[Collected data]
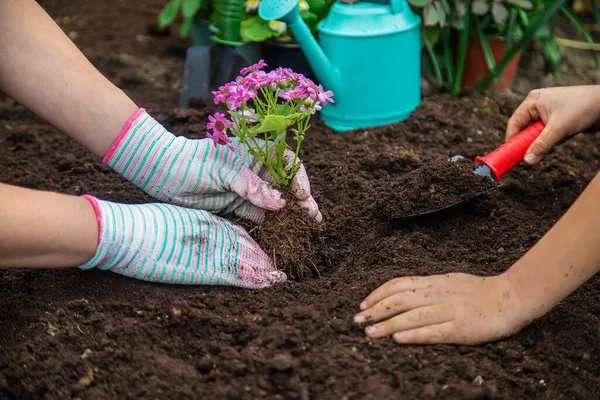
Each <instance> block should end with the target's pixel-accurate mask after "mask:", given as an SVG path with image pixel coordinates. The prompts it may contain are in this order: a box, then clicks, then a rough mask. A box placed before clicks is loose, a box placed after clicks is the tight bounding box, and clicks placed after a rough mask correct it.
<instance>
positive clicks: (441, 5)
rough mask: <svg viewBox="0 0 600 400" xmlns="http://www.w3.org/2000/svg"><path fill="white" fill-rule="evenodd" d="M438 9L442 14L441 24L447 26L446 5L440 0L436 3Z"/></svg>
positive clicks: (442, 27)
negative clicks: (442, 2)
mask: <svg viewBox="0 0 600 400" xmlns="http://www.w3.org/2000/svg"><path fill="white" fill-rule="evenodd" d="M434 5H435V8H436V10H437V11H438V13H439V14H440V26H441V27H442V28H443V27H444V26H446V10H444V6H443V5H442V3H440V2H439V1H436V2H435V3H434Z"/></svg>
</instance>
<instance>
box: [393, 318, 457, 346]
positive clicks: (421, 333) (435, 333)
mask: <svg viewBox="0 0 600 400" xmlns="http://www.w3.org/2000/svg"><path fill="white" fill-rule="evenodd" d="M455 329H456V323H455V322H454V321H449V322H444V323H441V324H435V325H429V326H423V327H420V328H416V329H409V330H406V331H402V332H396V333H394V334H393V335H392V338H393V339H394V342H396V343H398V344H440V343H445V344H462V343H461V341H457V340H455V338H454V337H455V335H454V331H455Z"/></svg>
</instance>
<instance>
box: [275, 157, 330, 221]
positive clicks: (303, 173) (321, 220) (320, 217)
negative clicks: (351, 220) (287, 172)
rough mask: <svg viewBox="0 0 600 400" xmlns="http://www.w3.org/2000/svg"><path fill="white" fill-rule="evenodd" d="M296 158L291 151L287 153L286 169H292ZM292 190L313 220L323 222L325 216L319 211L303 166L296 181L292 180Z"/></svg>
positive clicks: (293, 192) (305, 171) (305, 209)
mask: <svg viewBox="0 0 600 400" xmlns="http://www.w3.org/2000/svg"><path fill="white" fill-rule="evenodd" d="M294 157H295V154H294V153H293V152H292V151H291V150H286V151H285V153H284V154H283V159H284V162H285V167H286V168H292V165H293V163H294ZM300 162H301V161H300V159H296V163H300ZM290 189H291V190H292V193H293V194H294V196H295V197H296V198H297V199H298V200H299V202H300V205H301V206H302V207H303V208H304V209H305V210H306V211H307V213H308V215H309V216H310V217H311V218H315V219H316V220H317V222H321V221H323V215H322V214H321V212H320V211H319V205H318V204H317V202H316V201H315V199H314V198H313V197H312V195H311V191H310V181H309V180H308V174H307V173H306V168H304V165H303V164H300V167H299V168H298V171H297V172H296V175H295V176H294V179H292V183H291V184H290Z"/></svg>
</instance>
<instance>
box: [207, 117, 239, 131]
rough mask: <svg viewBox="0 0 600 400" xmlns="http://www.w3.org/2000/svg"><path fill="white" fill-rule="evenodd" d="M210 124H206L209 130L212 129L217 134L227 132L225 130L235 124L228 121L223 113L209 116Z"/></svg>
mask: <svg viewBox="0 0 600 400" xmlns="http://www.w3.org/2000/svg"><path fill="white" fill-rule="evenodd" d="M208 121H209V123H208V124H206V127H207V128H208V129H212V130H213V131H214V132H215V133H216V132H225V129H227V128H231V127H232V126H233V122H231V121H228V120H227V118H225V114H223V113H215V115H209V116H208Z"/></svg>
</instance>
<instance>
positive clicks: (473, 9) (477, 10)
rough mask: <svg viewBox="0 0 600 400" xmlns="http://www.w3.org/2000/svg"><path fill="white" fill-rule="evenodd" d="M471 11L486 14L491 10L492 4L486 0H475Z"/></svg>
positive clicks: (473, 2)
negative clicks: (490, 4)
mask: <svg viewBox="0 0 600 400" xmlns="http://www.w3.org/2000/svg"><path fill="white" fill-rule="evenodd" d="M471 11H472V12H473V14H475V15H479V16H482V15H485V14H487V13H488V12H489V11H490V5H489V4H488V2H487V1H485V0H475V1H474V2H473V5H472V6H471Z"/></svg>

*Task statement:* Find every line in the listing above that contains the string "positive", matching case exactly, and copy each of those lines.

*Task response:*
positive clicks: (441, 5)
positive clicks: (442, 27)
positive clicks: (421, 333) (435, 333)
positive clicks: (303, 173) (321, 220) (320, 217)
positive clicks: (293, 192) (305, 171) (305, 209)
positive clicks: (473, 9) (477, 10)
positive clicks: (473, 2)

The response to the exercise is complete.